● Work to do: Count how many lines in the data below contain the word "blue". Reply with the number alone.
########
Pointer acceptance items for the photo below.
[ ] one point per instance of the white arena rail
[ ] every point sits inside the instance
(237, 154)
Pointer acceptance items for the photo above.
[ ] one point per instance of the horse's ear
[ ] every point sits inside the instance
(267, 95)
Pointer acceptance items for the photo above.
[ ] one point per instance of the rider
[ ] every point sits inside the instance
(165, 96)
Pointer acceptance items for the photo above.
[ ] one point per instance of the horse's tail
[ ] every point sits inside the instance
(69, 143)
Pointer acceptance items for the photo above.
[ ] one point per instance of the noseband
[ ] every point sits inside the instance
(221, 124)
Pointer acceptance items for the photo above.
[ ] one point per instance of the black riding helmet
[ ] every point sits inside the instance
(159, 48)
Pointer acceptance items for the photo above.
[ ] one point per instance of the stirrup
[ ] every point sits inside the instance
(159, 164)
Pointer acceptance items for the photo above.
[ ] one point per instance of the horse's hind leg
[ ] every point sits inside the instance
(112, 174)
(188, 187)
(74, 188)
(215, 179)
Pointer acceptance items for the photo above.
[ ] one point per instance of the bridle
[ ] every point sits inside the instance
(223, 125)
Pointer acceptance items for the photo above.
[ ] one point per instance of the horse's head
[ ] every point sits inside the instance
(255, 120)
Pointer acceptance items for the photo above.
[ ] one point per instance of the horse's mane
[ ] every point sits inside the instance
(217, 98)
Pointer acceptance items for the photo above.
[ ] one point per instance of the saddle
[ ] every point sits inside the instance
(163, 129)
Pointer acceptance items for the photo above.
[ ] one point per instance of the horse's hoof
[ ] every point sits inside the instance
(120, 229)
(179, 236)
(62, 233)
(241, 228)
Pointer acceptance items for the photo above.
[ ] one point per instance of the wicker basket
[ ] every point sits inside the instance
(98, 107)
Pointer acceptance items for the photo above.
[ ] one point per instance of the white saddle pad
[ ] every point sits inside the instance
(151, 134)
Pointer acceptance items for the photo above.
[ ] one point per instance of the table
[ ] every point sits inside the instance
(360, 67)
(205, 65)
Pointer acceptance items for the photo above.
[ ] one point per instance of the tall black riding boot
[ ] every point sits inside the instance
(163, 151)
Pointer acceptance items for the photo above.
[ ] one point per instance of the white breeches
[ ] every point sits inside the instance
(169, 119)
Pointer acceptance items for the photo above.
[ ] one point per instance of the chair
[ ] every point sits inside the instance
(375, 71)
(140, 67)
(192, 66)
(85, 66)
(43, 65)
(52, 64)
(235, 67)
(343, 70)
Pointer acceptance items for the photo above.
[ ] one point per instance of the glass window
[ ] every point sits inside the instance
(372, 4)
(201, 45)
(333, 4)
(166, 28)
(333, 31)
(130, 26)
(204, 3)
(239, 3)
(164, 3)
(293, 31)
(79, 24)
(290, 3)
########
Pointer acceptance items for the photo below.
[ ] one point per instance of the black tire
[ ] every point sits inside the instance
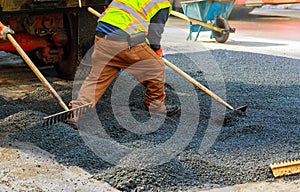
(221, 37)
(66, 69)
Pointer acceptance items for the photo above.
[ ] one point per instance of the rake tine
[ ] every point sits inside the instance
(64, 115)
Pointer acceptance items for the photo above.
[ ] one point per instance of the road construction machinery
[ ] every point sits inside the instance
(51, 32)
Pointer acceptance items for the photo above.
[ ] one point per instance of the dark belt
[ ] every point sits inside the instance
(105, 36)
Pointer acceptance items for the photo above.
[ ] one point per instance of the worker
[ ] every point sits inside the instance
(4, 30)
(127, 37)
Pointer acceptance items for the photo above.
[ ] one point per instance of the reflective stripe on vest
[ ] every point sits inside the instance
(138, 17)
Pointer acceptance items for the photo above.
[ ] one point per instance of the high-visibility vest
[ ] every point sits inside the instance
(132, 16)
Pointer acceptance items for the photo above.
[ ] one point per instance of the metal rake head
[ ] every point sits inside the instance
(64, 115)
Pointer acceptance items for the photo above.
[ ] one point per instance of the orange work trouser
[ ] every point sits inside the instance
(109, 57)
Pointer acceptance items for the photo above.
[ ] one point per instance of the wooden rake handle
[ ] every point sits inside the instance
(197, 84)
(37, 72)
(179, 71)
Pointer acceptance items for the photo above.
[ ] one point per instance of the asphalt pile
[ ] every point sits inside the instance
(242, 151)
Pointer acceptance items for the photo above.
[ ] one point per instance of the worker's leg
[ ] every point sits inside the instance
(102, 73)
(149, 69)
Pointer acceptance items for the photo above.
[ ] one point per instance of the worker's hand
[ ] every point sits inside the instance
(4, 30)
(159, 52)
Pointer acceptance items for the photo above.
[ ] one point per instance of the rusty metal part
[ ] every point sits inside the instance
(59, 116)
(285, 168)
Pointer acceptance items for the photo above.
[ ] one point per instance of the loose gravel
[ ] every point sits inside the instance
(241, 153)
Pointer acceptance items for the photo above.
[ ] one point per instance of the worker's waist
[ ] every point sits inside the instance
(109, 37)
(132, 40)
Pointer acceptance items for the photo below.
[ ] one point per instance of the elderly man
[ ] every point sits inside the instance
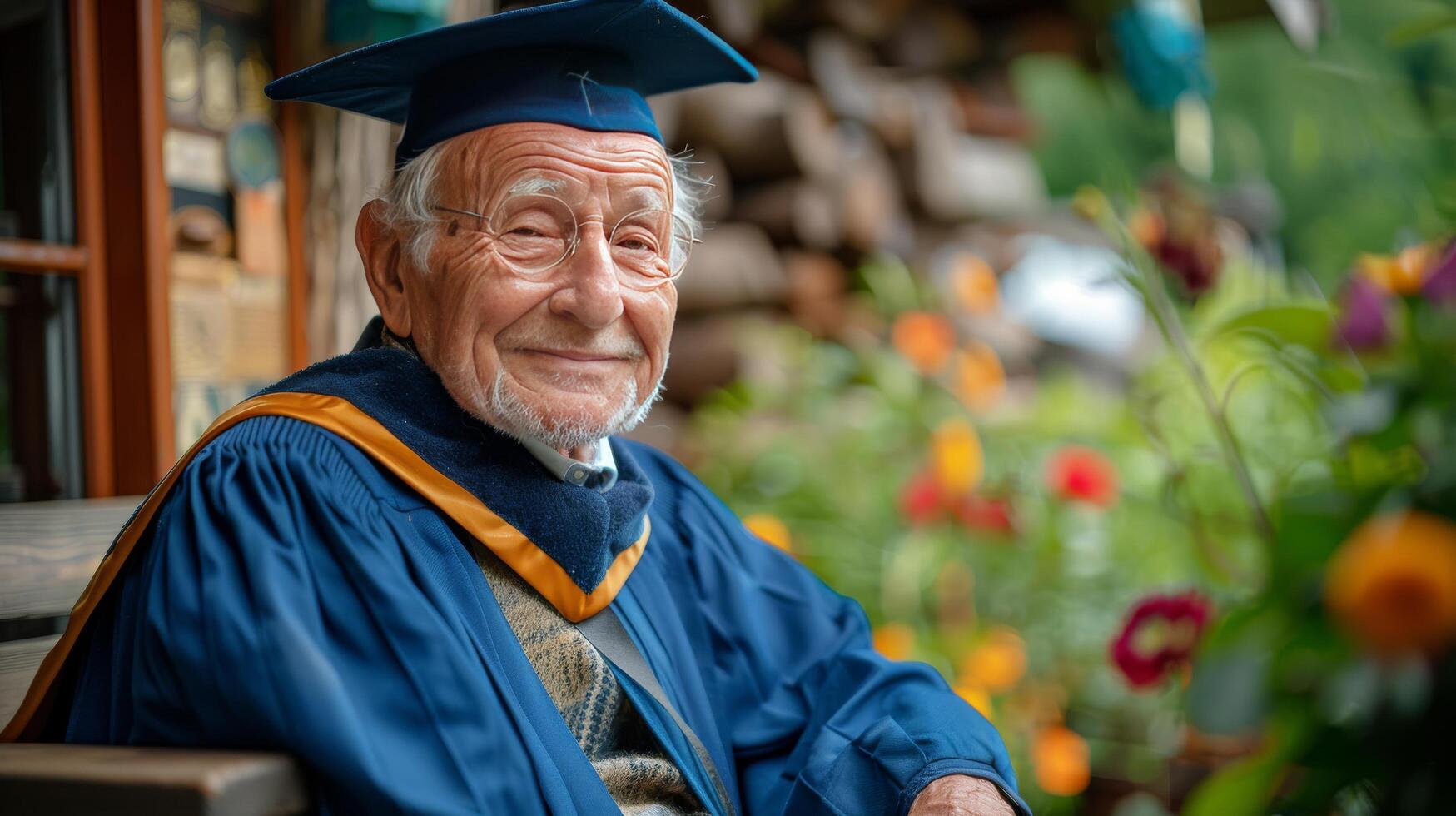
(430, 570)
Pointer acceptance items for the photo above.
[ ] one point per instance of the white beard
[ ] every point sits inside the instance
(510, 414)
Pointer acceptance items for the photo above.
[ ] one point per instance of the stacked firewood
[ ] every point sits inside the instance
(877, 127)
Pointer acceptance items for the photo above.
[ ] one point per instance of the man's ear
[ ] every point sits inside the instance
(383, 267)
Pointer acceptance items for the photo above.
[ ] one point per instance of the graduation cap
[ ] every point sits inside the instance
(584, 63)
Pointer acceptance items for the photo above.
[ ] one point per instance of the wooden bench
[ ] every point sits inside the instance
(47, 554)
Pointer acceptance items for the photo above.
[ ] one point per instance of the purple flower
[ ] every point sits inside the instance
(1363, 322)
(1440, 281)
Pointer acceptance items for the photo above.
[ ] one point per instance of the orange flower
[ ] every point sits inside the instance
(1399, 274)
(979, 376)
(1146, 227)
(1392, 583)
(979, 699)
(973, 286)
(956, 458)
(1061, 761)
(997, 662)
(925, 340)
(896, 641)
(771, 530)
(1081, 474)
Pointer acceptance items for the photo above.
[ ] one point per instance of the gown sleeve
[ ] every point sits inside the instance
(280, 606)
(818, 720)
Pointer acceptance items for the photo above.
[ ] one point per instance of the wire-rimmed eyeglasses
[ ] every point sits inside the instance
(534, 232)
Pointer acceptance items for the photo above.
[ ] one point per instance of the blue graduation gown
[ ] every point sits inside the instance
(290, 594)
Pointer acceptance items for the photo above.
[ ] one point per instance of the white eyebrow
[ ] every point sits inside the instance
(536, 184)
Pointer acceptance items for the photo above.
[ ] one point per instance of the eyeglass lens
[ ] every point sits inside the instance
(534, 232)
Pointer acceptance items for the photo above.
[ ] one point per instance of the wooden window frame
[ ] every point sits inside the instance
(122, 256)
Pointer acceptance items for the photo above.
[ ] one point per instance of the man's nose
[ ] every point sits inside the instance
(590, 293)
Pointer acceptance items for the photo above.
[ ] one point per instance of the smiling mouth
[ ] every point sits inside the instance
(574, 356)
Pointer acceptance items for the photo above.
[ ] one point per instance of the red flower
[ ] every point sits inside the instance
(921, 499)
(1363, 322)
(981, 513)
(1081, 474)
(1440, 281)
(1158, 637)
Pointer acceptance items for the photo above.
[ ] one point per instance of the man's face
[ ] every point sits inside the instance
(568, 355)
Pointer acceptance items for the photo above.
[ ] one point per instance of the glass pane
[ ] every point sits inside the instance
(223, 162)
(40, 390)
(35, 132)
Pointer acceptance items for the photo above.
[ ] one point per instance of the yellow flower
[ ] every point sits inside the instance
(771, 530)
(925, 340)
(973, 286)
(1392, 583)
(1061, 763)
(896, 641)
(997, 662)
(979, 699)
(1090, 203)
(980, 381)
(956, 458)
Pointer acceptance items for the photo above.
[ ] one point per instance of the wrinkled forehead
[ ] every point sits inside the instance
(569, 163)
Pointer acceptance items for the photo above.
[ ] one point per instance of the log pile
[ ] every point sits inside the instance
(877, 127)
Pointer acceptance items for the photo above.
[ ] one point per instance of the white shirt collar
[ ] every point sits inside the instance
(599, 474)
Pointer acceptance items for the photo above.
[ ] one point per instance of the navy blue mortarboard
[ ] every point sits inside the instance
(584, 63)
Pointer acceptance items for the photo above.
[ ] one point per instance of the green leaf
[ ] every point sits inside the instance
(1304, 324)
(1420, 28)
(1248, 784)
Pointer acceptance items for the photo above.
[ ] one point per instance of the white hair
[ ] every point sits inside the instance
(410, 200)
########
● Written reply: 2